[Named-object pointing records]
########

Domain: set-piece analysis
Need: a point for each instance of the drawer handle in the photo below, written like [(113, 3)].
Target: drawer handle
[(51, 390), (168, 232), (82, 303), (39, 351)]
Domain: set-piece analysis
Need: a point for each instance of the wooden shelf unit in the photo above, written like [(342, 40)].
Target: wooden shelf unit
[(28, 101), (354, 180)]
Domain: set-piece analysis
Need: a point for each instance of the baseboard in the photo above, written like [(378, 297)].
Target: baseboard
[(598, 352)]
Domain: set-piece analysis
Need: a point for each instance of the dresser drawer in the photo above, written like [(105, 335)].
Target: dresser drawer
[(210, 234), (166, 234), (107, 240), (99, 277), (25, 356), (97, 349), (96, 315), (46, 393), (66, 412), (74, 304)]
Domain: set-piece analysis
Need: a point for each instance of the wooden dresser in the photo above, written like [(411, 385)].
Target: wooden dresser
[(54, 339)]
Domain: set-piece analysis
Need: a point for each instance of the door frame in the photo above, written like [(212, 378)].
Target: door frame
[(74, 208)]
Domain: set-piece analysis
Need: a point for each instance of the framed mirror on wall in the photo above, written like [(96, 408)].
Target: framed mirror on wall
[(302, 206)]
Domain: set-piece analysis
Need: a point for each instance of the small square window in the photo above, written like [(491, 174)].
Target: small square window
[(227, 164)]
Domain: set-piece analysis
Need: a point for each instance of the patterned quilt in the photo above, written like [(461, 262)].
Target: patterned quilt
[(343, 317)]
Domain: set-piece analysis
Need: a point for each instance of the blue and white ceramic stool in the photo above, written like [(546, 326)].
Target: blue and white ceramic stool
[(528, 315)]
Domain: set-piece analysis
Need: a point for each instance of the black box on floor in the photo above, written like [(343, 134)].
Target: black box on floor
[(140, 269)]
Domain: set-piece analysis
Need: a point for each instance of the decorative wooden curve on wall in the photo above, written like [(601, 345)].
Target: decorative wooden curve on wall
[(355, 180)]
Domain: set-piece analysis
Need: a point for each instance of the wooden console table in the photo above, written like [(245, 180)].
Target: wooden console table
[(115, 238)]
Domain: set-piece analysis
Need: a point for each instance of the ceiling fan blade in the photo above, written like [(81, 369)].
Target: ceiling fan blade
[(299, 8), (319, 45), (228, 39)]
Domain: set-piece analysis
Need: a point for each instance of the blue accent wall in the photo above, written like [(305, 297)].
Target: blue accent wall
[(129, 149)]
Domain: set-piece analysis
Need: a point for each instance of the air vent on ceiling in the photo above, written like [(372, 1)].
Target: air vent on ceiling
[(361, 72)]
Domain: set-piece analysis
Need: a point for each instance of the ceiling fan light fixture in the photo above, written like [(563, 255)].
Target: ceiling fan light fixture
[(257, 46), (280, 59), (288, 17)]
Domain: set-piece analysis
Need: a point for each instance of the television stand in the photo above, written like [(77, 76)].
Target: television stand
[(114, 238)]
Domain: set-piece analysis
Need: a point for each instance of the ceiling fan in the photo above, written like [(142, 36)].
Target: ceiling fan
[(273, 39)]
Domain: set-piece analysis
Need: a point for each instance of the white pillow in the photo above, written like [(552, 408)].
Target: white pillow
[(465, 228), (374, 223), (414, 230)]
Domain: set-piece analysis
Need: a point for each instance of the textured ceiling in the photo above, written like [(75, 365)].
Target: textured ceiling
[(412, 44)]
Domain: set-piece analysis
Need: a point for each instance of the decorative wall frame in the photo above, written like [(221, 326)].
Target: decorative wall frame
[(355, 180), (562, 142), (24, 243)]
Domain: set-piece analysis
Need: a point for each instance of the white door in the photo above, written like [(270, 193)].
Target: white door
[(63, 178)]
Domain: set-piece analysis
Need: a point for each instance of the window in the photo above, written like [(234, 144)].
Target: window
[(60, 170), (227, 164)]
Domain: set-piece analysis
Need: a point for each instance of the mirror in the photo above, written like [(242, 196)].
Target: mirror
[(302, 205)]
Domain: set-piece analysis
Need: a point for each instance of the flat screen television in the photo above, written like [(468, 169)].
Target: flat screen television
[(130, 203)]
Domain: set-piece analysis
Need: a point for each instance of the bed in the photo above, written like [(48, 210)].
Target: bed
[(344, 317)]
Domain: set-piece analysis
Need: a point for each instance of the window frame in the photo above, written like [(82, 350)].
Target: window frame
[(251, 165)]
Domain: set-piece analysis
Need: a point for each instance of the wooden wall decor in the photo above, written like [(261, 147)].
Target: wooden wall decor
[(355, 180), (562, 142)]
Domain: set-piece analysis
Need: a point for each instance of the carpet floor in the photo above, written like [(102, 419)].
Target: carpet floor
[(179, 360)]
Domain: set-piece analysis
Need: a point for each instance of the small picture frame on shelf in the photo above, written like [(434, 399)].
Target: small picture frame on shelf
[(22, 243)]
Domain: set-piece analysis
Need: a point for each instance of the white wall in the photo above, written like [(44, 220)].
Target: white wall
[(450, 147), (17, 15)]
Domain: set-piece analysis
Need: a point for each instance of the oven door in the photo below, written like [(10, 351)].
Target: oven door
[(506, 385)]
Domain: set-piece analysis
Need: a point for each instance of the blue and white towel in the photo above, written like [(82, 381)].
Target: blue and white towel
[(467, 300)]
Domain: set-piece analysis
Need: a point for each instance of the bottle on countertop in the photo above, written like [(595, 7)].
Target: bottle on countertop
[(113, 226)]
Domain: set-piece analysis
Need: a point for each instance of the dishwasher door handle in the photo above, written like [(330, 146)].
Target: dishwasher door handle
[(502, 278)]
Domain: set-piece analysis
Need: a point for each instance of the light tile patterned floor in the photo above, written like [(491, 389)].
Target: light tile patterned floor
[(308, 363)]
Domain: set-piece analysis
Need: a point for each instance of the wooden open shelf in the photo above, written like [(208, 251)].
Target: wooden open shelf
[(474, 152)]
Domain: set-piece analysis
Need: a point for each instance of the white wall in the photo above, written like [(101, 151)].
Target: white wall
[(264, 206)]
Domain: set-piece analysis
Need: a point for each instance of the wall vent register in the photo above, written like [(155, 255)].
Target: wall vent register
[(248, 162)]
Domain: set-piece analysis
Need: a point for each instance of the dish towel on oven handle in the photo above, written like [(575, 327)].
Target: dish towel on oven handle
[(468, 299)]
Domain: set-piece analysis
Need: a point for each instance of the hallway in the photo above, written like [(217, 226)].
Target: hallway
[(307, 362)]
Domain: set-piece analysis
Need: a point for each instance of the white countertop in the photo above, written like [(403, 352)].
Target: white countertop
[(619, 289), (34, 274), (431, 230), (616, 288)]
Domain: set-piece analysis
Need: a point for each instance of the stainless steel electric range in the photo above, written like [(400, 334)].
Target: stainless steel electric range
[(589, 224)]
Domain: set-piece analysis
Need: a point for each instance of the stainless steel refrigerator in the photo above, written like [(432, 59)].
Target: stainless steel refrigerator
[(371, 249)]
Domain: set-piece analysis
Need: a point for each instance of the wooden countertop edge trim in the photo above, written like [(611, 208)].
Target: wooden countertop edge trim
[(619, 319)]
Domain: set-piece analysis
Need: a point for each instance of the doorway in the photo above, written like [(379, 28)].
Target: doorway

########

- Problem statement: Set down the material above again, word for word.

- Result for this task:
Domain: set-piece analysis
Need: a point for each instance of the drawer handle in the photo below, written like [(113, 3)].
Target: drawer handle
[(51, 390), (168, 232), (82, 303), (39, 351)]
Domain: set-piece analysis
Need: a point for each instance of the wooden shelf unit in the photo above, written like [(342, 40)].
Target: wooden shelf unit
[(28, 101), (354, 180)]
Domain: set-piece analysis
Need: a point for each instance of the baseboard in the photo above, written like [(378, 297)].
Target: baseboard
[(598, 352)]
Domain: set-piece analysis
Need: a point for each instance of the dresser drawer in the photo above, written like [(105, 335)].
Target: dresser drawer
[(210, 234), (166, 234), (107, 240), (99, 277), (25, 356), (97, 349), (96, 315), (46, 393), (66, 412), (74, 304)]
Domain: set-piece analysis
Need: a point for each instance of the wooden dresser in the photo above, written like [(411, 385)].
Target: wooden dresser
[(54, 339)]
Domain: set-piece analysis
Need: a point for each instance of the door frame in the photo above, written like [(212, 378)].
Target: door frame
[(74, 208)]
Domain: set-piece analysis
Need: a point for each instance of the framed mirror on wall in the photo above, written like [(96, 408)].
Target: framed mirror on wall
[(302, 206)]
Domain: set-piece analysis
Need: a point for each instance of the small square window in the photo above, written like [(491, 174)].
Target: small square window
[(227, 164)]
Domain: set-piece analysis
Need: a point for each instance of the patterned quilt in the photo above, written like [(461, 262)].
Target: patterned quilt
[(343, 317)]
Domain: set-piece analysis
Need: a point for each instance of the blue and white ceramic stool in the photo above, written like [(546, 326)].
Target: blue and white ceramic stool
[(528, 315)]
Domain: set-piece analysis
Need: a point for each instance of the black box on floor in the photo above, written like [(343, 134)].
Target: black box on floor
[(140, 269)]
Domain: set-piece analysis
Need: a point for each instance of the decorative wooden curve on wall in the photo above, written like [(601, 345)].
Target: decorative wooden curve on wall
[(355, 180)]
Domain: set-piece analysis
Need: a point for each instance of the wooden console table in the photo above, written like [(245, 180)].
Target: wooden console table
[(115, 238)]
Domain: set-piece analysis
Need: a point for each instance of the ceiling fan blade in the photo above, written like [(81, 369)].
Target: ceiling fan blade
[(299, 8), (319, 45), (228, 39)]
Domain: set-piece analysis
Need: a point for each instance of the blue accent wall in the photo above, written like [(305, 297)].
Target: blue accent wall
[(129, 149)]
Domain: set-piece analysis
Need: a point for each instance of the air vent on ceiling in the photo above, written like [(372, 1)].
Target: air vent on ceiling
[(361, 72)]
Domain: set-piece analysis
Need: a point for each instance of the ceiling fan light fixture in the photo above, written like [(563, 255)].
Target: ceiling fan light fixture
[(257, 46), (280, 59), (288, 17)]
Domain: set-piece analysis
Need: a point for each instance of the television stand in the photo above, written like [(77, 76)].
Target: television stand
[(114, 238)]
Domain: set-piece analysis
Need: a point for each instance of the ceiling fan in the photo above, written like [(142, 36)].
Target: ceiling fan
[(273, 39)]
Domain: set-piece analysis
Need: a point for each instance of the white pillow in the photo above, written like [(552, 408)].
Target: white pillow
[(465, 228), (374, 223), (414, 230)]
Domain: set-piece analysis
Need: a point for each instance of the textured ceiling in the photo above, written like [(75, 365)].
Target: textured ceiling
[(412, 44)]
Domain: set-piece analysis
Need: a point for each instance of the decorative wall frame in the photo above, written like [(221, 326)].
Target: decorative wall frame
[(355, 180), (562, 142), (24, 243)]
Domain: set-piece analysis
Need: a point for each instance of the white door in the photo above, written like [(270, 193)].
Target: white door
[(63, 178)]
Domain: set-piece analysis
Need: a point for each instance of the window in the photo above, written like [(234, 144)].
Target: window
[(60, 170), (227, 164)]
Domain: set-piece analysis
Need: a point for each instance of the mirror in the photo above, written like [(242, 196)].
Target: mirror
[(302, 205)]
Domain: set-piece analysis
Need: a point for each instance of the flat screen television in the photo above, written like [(468, 169)].
Target: flat screen television
[(130, 203)]
Domain: set-piece analysis
Need: a point for each instance of the bed in the photo above, written like [(48, 210)].
Target: bed
[(344, 317)]
Domain: set-piece analysis
Need: a point for each instance of the window frame in the photo above, written like [(82, 350)].
Target: window frame
[(251, 165)]
Domain: set-piece analysis
Need: a point for each instance of the wooden wall decor in the photo above, written like [(261, 147)].
Target: wooden wall decor
[(355, 180), (562, 142)]
Domain: set-piece analysis
Need: a point for each instance of the carpet floor in the photo above, written like [(102, 419)].
Target: carpet floor
[(179, 360)]
Domain: set-piece analysis
Need: a point for each instance of the small picture frame on shelf in the photo above, written like [(434, 399)].
Target: small picture frame on shelf
[(22, 243)]
Domain: set-piece analysis
Need: a point for each instance of the white wall in the photo above, written like [(44, 220)].
Target: white wall
[(450, 147), (17, 15)]
Domain: set-piece analysis
Need: a point for each instance of the oven door in the photo below, written like [(10, 351)].
Target: oven door
[(506, 385)]
Domain: set-piece analysis
Need: a point for each instance of the blue and white towel in the photo above, written like [(82, 381)].
Target: blue and white towel
[(467, 300)]
Domain: set-piece analysis
Need: a point for each instance of the bottle on countertop in the photo above, written like [(595, 7)].
Target: bottle on countertop
[(113, 226)]
Domain: set-piece analysis
Need: a point for each instance of the dishwasher door handle in the photo above, written like [(330, 146)].
Target: dishwasher door handle
[(502, 278)]
Domain: set-piece analysis
Need: a point for each instance of the light tile patterned floor in the photo above, written like [(491, 389)].
Target: light tile patterned floor
[(308, 363)]
Domain: set-piece analysis
Need: a point for each instance of the wooden open shelf in the photo above, written like [(208, 251)].
Target: wooden open shelf
[(474, 152)]
Domain: set-piece analysis
Need: a point for each instance of the white wall in the photo above, written like [(101, 151)].
Target: white wall
[(264, 206)]
Domain: set-piece analysis
Need: a point for each instance of the wall vent register in the photo above, written like [(155, 255)].
Target: wall vent register
[(248, 162)]
Domain: set-piece analysis
Need: a point for each instance of the dish towel on oven handle in the photo above, written like [(575, 327)].
Target: dish towel on oven handle
[(468, 299)]
Domain: set-piece analysis
Need: a point for each instance of the hallway in the photo above, written like [(217, 226)].
Target: hallway
[(307, 362)]
Domain: set-piece analysis
Need: a point for each instance of the white countertop in the photo above, written like [(403, 352)].
Target: white countertop
[(619, 289), (34, 274), (431, 230), (616, 288)]
Domain: set-piece analysis
Need: a point for each instance of the stainless steel electric range in the photo above, written like [(400, 334)].
Target: stainless steel electric range
[(589, 224)]
Domain: set-piece analysis
Need: a point for each instance of the stainless steel refrigerator in the photo above, written like [(432, 59)].
Target: stainless steel refrigerator
[(371, 249)]
Domain: set-piece analysis
Need: a point for each instance of the wooden countertop edge trim in the photo above, written like [(611, 208)].
Target: wooden countertop edge trim
[(619, 319)]
Domain: set-piece analysis
Need: a point for each instance of the doorway in the photo above, written like [(379, 28)].
Target: doorway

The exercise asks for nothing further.